Data items:

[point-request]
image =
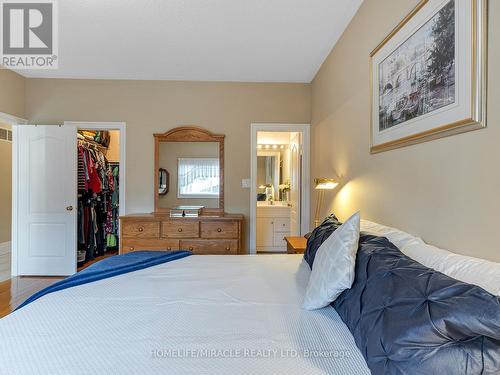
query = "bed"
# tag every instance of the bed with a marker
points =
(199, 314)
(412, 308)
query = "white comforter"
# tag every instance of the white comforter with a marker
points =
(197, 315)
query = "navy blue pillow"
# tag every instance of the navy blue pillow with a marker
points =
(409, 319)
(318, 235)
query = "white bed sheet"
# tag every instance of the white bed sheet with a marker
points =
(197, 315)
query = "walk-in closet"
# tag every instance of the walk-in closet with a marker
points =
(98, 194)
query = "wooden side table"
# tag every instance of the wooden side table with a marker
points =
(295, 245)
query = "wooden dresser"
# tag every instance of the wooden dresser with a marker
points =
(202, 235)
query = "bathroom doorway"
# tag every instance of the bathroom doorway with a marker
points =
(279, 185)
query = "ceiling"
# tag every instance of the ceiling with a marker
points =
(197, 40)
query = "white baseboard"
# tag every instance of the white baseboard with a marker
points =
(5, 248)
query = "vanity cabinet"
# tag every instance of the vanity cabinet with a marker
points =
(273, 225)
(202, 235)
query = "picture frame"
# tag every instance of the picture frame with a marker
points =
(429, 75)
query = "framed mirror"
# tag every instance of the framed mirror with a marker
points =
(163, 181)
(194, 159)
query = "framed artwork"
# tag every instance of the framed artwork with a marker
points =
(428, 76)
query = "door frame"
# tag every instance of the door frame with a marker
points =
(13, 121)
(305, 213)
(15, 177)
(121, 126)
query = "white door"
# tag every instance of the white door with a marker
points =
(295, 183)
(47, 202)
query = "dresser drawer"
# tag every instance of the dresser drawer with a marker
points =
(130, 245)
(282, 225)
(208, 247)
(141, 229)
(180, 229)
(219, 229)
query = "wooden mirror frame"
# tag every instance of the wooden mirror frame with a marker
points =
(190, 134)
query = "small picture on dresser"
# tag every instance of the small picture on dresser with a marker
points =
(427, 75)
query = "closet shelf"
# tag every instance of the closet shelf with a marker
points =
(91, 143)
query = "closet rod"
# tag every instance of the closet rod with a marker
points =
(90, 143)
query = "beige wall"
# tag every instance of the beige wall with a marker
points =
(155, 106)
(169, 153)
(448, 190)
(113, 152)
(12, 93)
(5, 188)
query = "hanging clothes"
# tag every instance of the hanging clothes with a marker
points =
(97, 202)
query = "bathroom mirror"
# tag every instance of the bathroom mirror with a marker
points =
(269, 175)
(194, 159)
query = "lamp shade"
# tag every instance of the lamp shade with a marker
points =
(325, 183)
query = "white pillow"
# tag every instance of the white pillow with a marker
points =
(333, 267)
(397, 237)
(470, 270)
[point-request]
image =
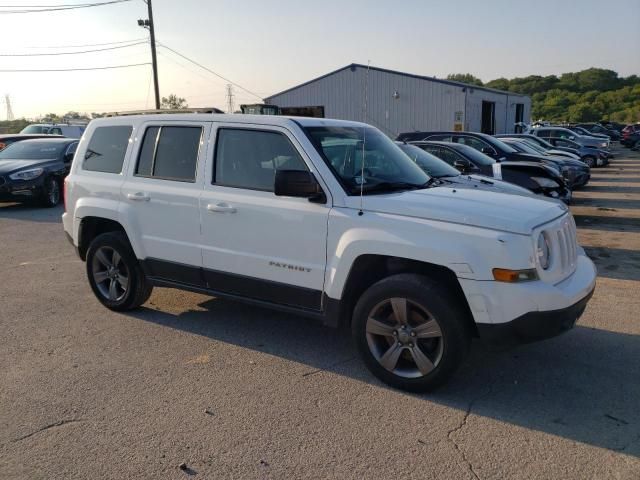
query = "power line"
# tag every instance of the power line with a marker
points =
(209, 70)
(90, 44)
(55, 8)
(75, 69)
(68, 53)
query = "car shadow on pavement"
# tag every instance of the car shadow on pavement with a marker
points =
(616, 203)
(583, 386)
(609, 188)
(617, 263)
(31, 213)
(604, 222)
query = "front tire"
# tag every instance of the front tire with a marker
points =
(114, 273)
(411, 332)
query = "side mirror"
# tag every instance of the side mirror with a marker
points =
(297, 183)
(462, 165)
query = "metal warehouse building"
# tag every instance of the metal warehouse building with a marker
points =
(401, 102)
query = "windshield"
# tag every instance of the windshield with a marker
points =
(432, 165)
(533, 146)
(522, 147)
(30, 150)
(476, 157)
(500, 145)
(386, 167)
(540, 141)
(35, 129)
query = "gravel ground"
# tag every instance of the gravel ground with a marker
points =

- [ACTIVITY]
Restate every line above exactly, omitting images.

- [WRITTEN SOLUTION]
[point-request]
image =
query = "bed"
# tag every instance of the bed with a marker
points =
(199, 314)
(412, 308)
query = "white comforter"
# tag every instance of the white comforter with a marker
points =
(197, 315)
query = "navy blue pillow"
# tag every instance of the navy blue pillow with a marker
points =
(409, 319)
(318, 235)
query = "white bed sheet"
# tag every instance of the white bed sheet with a marker
points =
(197, 315)
query = "walk-in closet"
# tag every instance of the walk-in closet with a marker
points =
(98, 194)
query = "wooden side table"
# tag every instance of the wooden side table with a marker
points =
(295, 245)
query = "wooden dresser"
# tag every instance of the wooden dresser with a marker
points =
(202, 235)
query = "bathroom doorway"
# tag every instance of the bathroom doorway with a marker
points =
(279, 185)
query = "ceiling"
# tag every instance of the ceiling with a marker
points =
(197, 40)
query = "white baseboard"
# tag every instance of the white baseboard with a marker
points =
(5, 248)
query = "vanity cabinet"
# tag every instance of the vanity cabinet with a marker
points =
(273, 225)
(202, 235)
query = "picture frame"
# tag every instance of the picture frame with a marker
points =
(429, 75)
query = "framed mirror"
# tag every instance of the framed mirror with a marker
points =
(163, 181)
(194, 159)
query = "framed artwork"
# tag every instance of the framed artwork with a marker
points =
(428, 76)
query = "door frame"
# tag every instance of the door frame with a marker
points =
(13, 121)
(305, 213)
(15, 177)
(121, 126)
query = "white door"
# tag every instance of the white door with a marker
points =
(295, 183)
(47, 202)
query = "dresser drawer"
# tag every instance of the dresser drawer with a marker
points =
(130, 245)
(282, 225)
(208, 247)
(141, 229)
(180, 229)
(219, 229)
query = "wooden mirror frame"
# tag every instance of the wooden mirror frame with a marker
points =
(190, 134)
query = "small picture on dresser"
# tag every instance of the small picture on dresser with a marker
points =
(427, 75)
query = "closet shelf"
# tag every instance of the closet shelf with a marker
points =
(91, 143)
query = "closet rod"
# tag every instance of the closet rod with a marker
points =
(90, 143)
query = "beige wall"
# tag every instance of the beige wall with a marker
points =
(155, 106)
(169, 153)
(448, 190)
(113, 152)
(12, 93)
(5, 188)
query = "hanging clothes"
# tag every instance of the hanging clothes with a marker
points =
(97, 202)
query = "bathroom mirror"
# tag every instance of the bathroom mirror with a marker
points =
(269, 175)
(194, 159)
query = "lamp shade"
# tag every instance of the lamp shade with a marker
points =
(325, 183)
query = "white pillow"
# tag every instance of the white pillow with a marker
points =
(333, 267)
(397, 237)
(470, 270)
[point-request]
image =
query = "power line"
# tag every instance of the power line with a marker
points =
(209, 70)
(90, 44)
(55, 8)
(75, 69)
(68, 53)
query = "car shadow on pavement"
# tag every instance of the car shadow on pavement with a marker
points =
(616, 203)
(583, 386)
(609, 188)
(617, 263)
(31, 213)
(604, 222)
query = "front tire"
# tag every instance of the front tire with a marker
points =
(114, 273)
(411, 332)
query = "side mirror"
# tag every instance of the side mirror with a marker
points =
(297, 183)
(462, 165)
query = "metal warehouse building"
# tag every instance of the metal warehouse building with a marker
points =
(401, 102)
query = "windshield"
# tag every instance of the windshield with a marker
points =
(432, 165)
(533, 146)
(522, 147)
(30, 150)
(476, 157)
(500, 145)
(386, 167)
(540, 141)
(35, 129)
query = "gravel ground"
# tag every instance of the gravel ground with a marker
points =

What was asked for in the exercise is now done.